• EXERCISE PROMPT: An exact copy of the records is required, minus the pictures they hold.

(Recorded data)

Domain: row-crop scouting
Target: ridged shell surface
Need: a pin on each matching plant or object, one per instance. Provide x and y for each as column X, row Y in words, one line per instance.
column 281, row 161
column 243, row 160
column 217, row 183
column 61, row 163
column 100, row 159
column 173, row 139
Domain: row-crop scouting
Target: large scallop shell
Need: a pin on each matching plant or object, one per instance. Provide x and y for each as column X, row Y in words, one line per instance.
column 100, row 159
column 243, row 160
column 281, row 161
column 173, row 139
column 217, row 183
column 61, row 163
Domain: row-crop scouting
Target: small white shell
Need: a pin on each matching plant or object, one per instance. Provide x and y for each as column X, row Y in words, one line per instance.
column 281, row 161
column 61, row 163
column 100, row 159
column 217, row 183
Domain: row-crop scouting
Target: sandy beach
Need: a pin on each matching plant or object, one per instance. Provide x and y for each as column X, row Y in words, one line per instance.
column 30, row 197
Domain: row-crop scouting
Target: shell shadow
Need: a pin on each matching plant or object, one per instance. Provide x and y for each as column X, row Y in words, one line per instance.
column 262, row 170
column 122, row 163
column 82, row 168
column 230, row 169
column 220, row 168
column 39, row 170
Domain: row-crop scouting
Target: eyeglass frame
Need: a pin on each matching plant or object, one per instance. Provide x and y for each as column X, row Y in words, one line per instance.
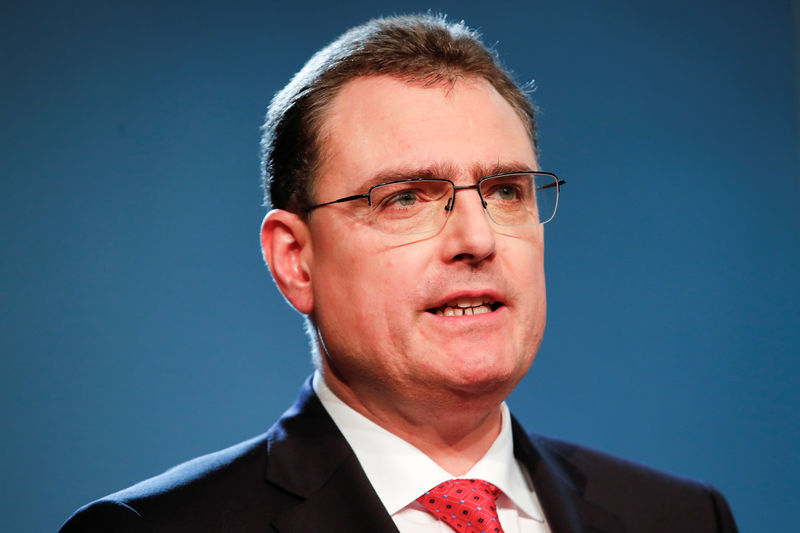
column 452, row 200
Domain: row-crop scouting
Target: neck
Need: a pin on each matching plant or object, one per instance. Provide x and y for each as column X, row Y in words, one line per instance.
column 454, row 430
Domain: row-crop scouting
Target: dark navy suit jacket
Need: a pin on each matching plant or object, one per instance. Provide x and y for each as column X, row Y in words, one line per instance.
column 302, row 477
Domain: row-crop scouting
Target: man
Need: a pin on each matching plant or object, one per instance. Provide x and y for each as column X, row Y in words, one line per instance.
column 407, row 226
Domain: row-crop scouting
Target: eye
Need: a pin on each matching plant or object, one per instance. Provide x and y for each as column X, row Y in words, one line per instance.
column 505, row 191
column 405, row 198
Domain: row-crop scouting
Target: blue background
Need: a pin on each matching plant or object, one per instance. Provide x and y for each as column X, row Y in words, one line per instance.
column 140, row 328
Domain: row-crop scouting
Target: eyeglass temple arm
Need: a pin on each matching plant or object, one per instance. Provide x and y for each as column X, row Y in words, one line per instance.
column 340, row 200
column 558, row 184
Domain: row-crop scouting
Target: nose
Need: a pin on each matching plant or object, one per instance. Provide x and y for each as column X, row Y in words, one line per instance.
column 468, row 234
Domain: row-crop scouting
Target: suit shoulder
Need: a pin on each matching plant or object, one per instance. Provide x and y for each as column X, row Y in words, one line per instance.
column 207, row 493
column 105, row 516
column 633, row 489
column 586, row 460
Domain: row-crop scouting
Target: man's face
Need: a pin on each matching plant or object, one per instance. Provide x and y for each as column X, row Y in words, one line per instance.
column 375, row 295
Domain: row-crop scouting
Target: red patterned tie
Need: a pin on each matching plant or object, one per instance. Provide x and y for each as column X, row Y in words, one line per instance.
column 466, row 505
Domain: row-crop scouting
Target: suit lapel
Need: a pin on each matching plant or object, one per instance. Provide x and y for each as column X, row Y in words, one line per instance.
column 310, row 459
column 560, row 490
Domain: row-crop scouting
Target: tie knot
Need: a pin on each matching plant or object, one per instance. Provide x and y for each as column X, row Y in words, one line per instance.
column 466, row 505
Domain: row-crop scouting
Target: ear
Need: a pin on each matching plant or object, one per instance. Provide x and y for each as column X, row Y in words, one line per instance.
column 286, row 246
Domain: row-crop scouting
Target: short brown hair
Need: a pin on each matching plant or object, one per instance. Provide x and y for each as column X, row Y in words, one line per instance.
column 417, row 48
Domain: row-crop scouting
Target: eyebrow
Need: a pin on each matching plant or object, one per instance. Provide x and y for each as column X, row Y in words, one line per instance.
column 446, row 171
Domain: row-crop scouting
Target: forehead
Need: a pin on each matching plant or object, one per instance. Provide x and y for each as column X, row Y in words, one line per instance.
column 380, row 124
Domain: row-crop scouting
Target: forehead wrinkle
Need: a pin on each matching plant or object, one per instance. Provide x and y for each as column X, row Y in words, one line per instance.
column 445, row 171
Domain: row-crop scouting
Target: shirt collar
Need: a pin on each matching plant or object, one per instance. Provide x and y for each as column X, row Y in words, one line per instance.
column 400, row 472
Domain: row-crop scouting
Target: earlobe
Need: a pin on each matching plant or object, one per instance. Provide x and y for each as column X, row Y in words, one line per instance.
column 286, row 246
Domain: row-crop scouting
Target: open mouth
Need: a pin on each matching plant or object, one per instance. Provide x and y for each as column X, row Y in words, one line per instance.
column 466, row 307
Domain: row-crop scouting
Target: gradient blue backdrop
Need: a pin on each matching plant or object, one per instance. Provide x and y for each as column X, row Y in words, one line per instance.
column 140, row 328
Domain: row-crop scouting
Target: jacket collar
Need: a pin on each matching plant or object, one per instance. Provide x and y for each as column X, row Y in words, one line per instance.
column 310, row 459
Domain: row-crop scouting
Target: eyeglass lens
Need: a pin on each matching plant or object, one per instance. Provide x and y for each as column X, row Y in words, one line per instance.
column 421, row 206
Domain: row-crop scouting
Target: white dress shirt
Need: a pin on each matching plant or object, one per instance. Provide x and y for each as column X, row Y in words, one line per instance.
column 400, row 473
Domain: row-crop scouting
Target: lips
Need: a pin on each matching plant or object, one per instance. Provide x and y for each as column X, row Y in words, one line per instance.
column 466, row 306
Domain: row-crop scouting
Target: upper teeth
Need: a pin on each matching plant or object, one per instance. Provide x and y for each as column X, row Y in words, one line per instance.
column 465, row 306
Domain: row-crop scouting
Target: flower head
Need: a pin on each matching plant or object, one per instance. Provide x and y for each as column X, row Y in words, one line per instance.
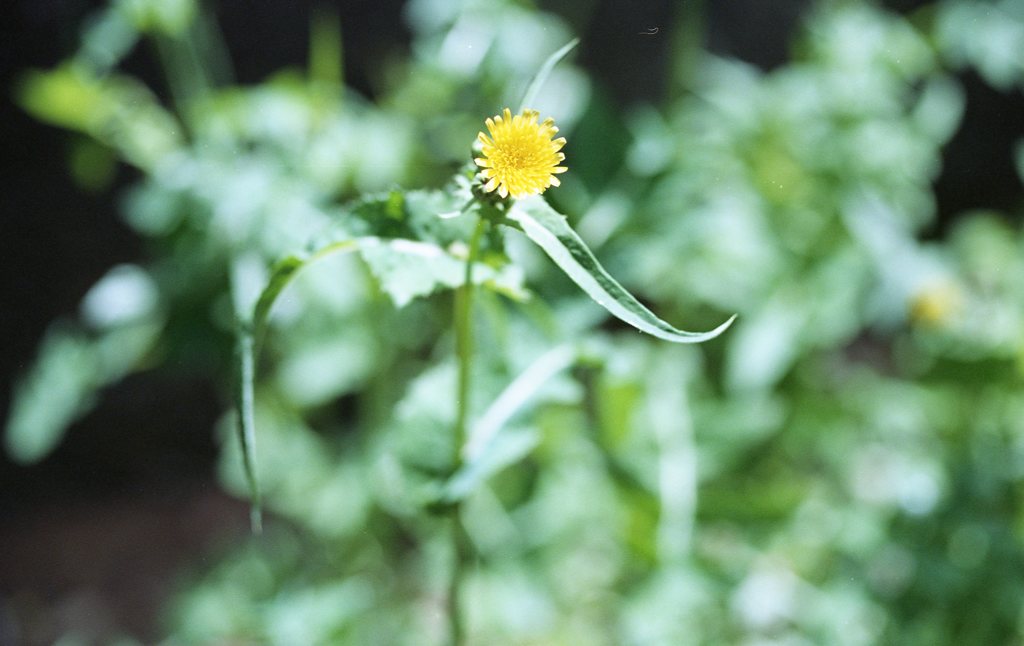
column 520, row 158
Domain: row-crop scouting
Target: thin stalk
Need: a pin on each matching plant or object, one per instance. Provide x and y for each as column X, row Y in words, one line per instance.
column 464, row 344
column 464, row 350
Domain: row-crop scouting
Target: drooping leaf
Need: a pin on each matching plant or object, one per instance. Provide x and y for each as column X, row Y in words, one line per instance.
column 492, row 444
column 550, row 231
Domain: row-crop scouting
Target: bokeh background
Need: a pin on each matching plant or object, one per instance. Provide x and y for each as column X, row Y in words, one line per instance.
column 844, row 466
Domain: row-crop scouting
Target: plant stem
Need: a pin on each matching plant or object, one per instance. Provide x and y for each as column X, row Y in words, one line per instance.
column 464, row 344
column 464, row 350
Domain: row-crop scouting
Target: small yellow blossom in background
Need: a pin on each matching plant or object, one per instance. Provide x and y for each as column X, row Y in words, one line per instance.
column 936, row 303
column 520, row 158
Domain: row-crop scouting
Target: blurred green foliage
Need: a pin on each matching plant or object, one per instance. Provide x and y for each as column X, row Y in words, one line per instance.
column 843, row 467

• SOLUTION BELOW:
Domain: row-crop scouting
Target: ridged shell surface
Need: a pin on each matching plant or object, one per instance. Provide x and y for each as column X, row Y in words, one line per instance.
column 281, row 161
column 243, row 160
column 217, row 183
column 61, row 163
column 100, row 159
column 173, row 139
Domain: row-crop scouting
Target: large scallop shell
Need: a pin on each matching plant or object, one per instance. Provide x and y for each as column X, row Y in words, one line per instance.
column 100, row 159
column 243, row 160
column 281, row 161
column 173, row 139
column 217, row 183
column 61, row 163
Domain: row-crop scouting
Target: small white shell
Need: a pin on each matching plant or object, one per instance. Provide x and y for each as column X, row Y in words, one line per instance.
column 281, row 161
column 61, row 163
column 100, row 159
column 217, row 183
Domain: row-crop scouting
Target: sandy beach
Need: a pin on each matching plant or object, one per instance. Provide x and y for each as column X, row Y in words, one line per instance.
column 30, row 197
Domain: row-crop scouting
Target: shell shadow
Need: a pin on each matching plant or object, one per instance. Provide x and y for each as column X, row Y in words, one line per instance.
column 262, row 170
column 122, row 163
column 82, row 168
column 230, row 169
column 220, row 168
column 39, row 170
Domain: row-crop scouting
Target: eyeglass frame
Need: a pin on each matching plant or object, one per instance. Provide x and y for each as column X, row Y in words, one line per instance.
column 452, row 200
Domain: row-crop scouting
Target: neck
Need: a pin on each matching plant or object, one per instance. Provide x and y for each as column X, row Y in words, one line per instance.
column 454, row 430
Domain: row-crop scouting
Target: dark navy suit jacket
Need: a pin on each matching plant or object, one per instance. Provide x and y for each as column X, row Y in words, one line per instance.
column 302, row 477
Domain: row-crop scouting
Target: man
Need: a pin on each matching plant or object, one per instance. Provide x and y for each as column X, row Y in words, one line per instance.
column 407, row 226
Domain: row-crop scouting
Target: eye
Need: a pin on each matching plant or object, one per instance. Provide x and y for each as column X, row Y in words, one line per instance.
column 505, row 191
column 405, row 198
Domain: row-crop scouting
Target: blue background
Need: a pin on each matching plant or object, one per instance. Provide x and y for each as column X, row Y in words, one line per instance.
column 140, row 328
Domain: row-crop scouting
Target: eyeglass temple arm
Need: a pin on each matching plant or object, one per instance. Provide x and y for each as column X, row Y in words, one line per instance.
column 340, row 200
column 558, row 184
Domain: row-crop scouting
Target: nose
Need: a pin on each matching plant or object, one per instance. Provide x and y for each as column X, row Y in words, one line per instance.
column 468, row 234
Domain: row-crop scouting
Target: suit shoulder
Need: a pin on each matching plant or object, one per instance. Provide x and y for each as column X, row Y in words, one line per instance.
column 207, row 493
column 105, row 516
column 633, row 489
column 586, row 460
Domain: row-crop scouting
Target: man's face
Need: a pin on each matching plant or object, one per instance. Provide x and y for each as column X, row Y in words, one line per instance.
column 375, row 295
Domain: row-crop scouting
Target: red patterned tie
Need: a pin on each matching plant or object, one per instance. Provide x and y for each as column X, row Y in words, one line per instance.
column 466, row 505
Domain: row-crop scouting
Target: suit lapel
Need: a pin on each matching plant or object, one per instance. Provide x and y for each as column X, row Y in words, one line per instance.
column 310, row 459
column 560, row 490
Domain: row-crop scouting
Target: tie knot
Need: a pin on each matching plant or object, one per instance. Provide x and y for each as column X, row Y in words, one line per instance.
column 466, row 505
Domain: row-crop scouting
Target: ear
Need: a pin on each matching plant or object, one per instance. Provide x and y for each as column X, row Y in words, one line per instance.
column 286, row 246
Domain: row-crop scouting
Target: short brown hair
Need: a pin on each matching plant or object, one per instance. Provide x and y for each as column X, row Y in words, one line per instance.
column 417, row 48
Domain: row-crop scouting
Target: eyebrow
Need: a pin on each matching plant or object, one per instance. Provide x and y for each as column X, row Y in words, one line per instance.
column 446, row 171
Domain: row-crop scouting
Target: forehead
Need: a pin on each matching plant or object, one per instance. Provide x and y for each as column X, row Y in words, one line per instance.
column 380, row 124
Domain: row-crop scouting
Target: forehead wrinkle
Need: a pin on each matching plant or object, one per instance. Provide x and y for each as column X, row Y in words, one line per instance.
column 445, row 171
Domain: row-crop scouting
Target: shirt collar
Need: a pin on each matching plant or object, one per instance. Provide x and y for each as column X, row Y in words, one line per instance.
column 400, row 472
Domain: row-crop scouting
Target: earlobe
Need: a pin on each matching plant or object, one per instance. Provide x and y for each as column X, row Y in words, one line per instance.
column 286, row 246
Domain: row-crop scouting
Target: open mouth
Need: a pin on each matching plant or object, one per instance. Provide x and y for each as column X, row Y in words, one line per instance.
column 466, row 307
Domain: row-crop scouting
Target: gradient blue backdrop
Need: a pin on each matching plant or object, one per instance. Provide x and y for each as column X, row Y in words, one line per instance.
column 140, row 328
Domain: row-crop scouting
Target: jacket collar
Need: a pin on each matching plant or object, one per instance. Provide x and y for each as column X, row Y in words, one line per instance.
column 310, row 459
Domain: row-crop scouting
Target: eyeglass lens
Need: a pin on each matching plant or object, one per instance. Provide x and y for each as column X, row Y in words, one line per instance.
column 421, row 206
Domain: row-crop scouting
Target: white dress shirt
Need: a pin on each matching plant or object, one per instance. Provide x and y for each as column X, row Y in words, one line per instance.
column 400, row 473
Domain: row-crop scouting
Target: lips
Need: a pin on each matching plant or object, one per instance. Provide x and y for each as column X, row Y in words, one line per instance.
column 466, row 306
Domain: row-crop scouting
Target: upper teeth
Need: a pin on each matching plant or object, one per instance. Provide x and y for each as column X, row Y in words, one line per instance.
column 465, row 306
Domain: row-crop scouting
Target: flower head
Need: a pin on each matching plant or object, one per instance. Provide x and y for each as column X, row Y in words, one line per instance.
column 520, row 158
Domain: row-crop scouting
Target: thin stalk
Need: a pin on each matching plant or object, one per instance. Provide x and y for each as column X, row Y in words, one line per instance.
column 464, row 344
column 464, row 350
Domain: row-crop scouting
Target: drooping leaf
Need: a pin on each matching plant or object, one per instance. Provide x and y for each as column X, row Y in words, one line per instance.
column 492, row 444
column 550, row 231
Domain: row-crop scouting
Target: bokeh background
Need: a pin on each matching plant or object, one per instance. Provide x and y for each as column X, row Y in words, one line per instance.
column 844, row 466
Domain: row-crop scouting
Target: plant stem
Need: a pin on each matching plant or object, one per instance. Provide x and y for each as column X, row Y in words, one line per instance.
column 464, row 344
column 464, row 350
Domain: row-crop scouting
Target: small yellow blossom in background
Need: a pin on each matching plant or object, one per instance. Provide x and y for each as column X, row Y in words, one line per instance.
column 936, row 303
column 520, row 158
Domain: row-crop scouting
Target: blurred green foliage
Need: a pin on each matching plant or object, one per instance. Provide x and y for each as column X, row Y in words, one line per instance.
column 843, row 467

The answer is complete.